Exercises:
1 > In the MyAC tutorial, which base class does the MyAC agent inherit from, and in which file is that class found?
2 > Please write out the MyAC tutorial from "Tutorial 1: Step-by-Step" up to and including "named **MyAC** using ObjectRL.".

Source extract:
>>>

Tutorial 1: Step-by-Step AC Implementation
============================================

This tutorial walks through implementing a custom Actor-Critic (AC) algorithm named **MyAC** using ObjectRL.

We cover:

- Defining the MyAC agent, actor, and critic
- Customizing architecture via configuration
- Extending or replacing networks and extractors
- Registering and running the model
- Evaluating results from saved logs


1. Create the MyAC Agent
------------------------

The ``MyAC`` agent inherits from the base ``ActorCritic`` class in ``objectrl/models/basic/ac.py``. We define this custom agent and its specific actor and critic by creating a new file:
``objectrl/models/myac.py``
in which we define

- The agent: ``MyAC`` class (subclass of ``ActorCritic``)
- The actor: ``MyACActor`` (e.g., inheriting from ``Actor``)
- The critic: ``MyACCritic`` (e.g., inheriting from ``CriticEnsemble``)

<<<

Collected material:

>>>

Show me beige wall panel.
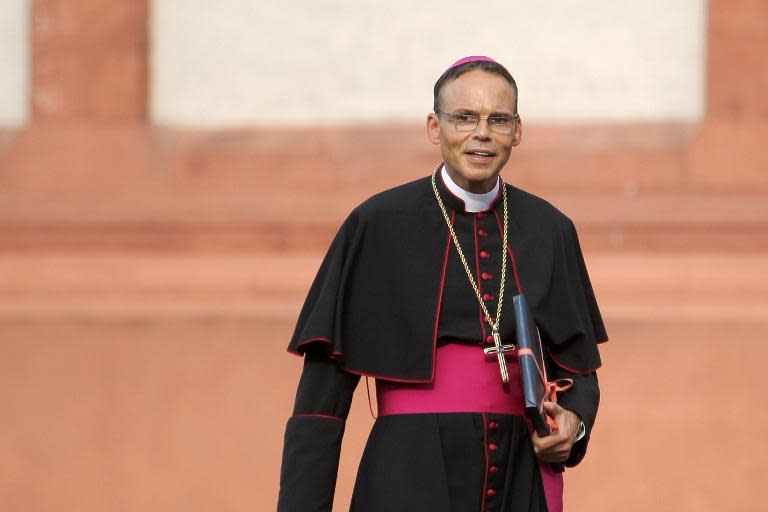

<<<

Written responses:
1 > It inherits from the base ActorCritic class in objectrl/models/basic/ac.py.

2 >
Tutorial 1: Step-by-Step AC Implementation
============================================

This tutorial walks through implementing a custom Actor-Critic (AC) algorithm named **MyAC** using ObjectRL.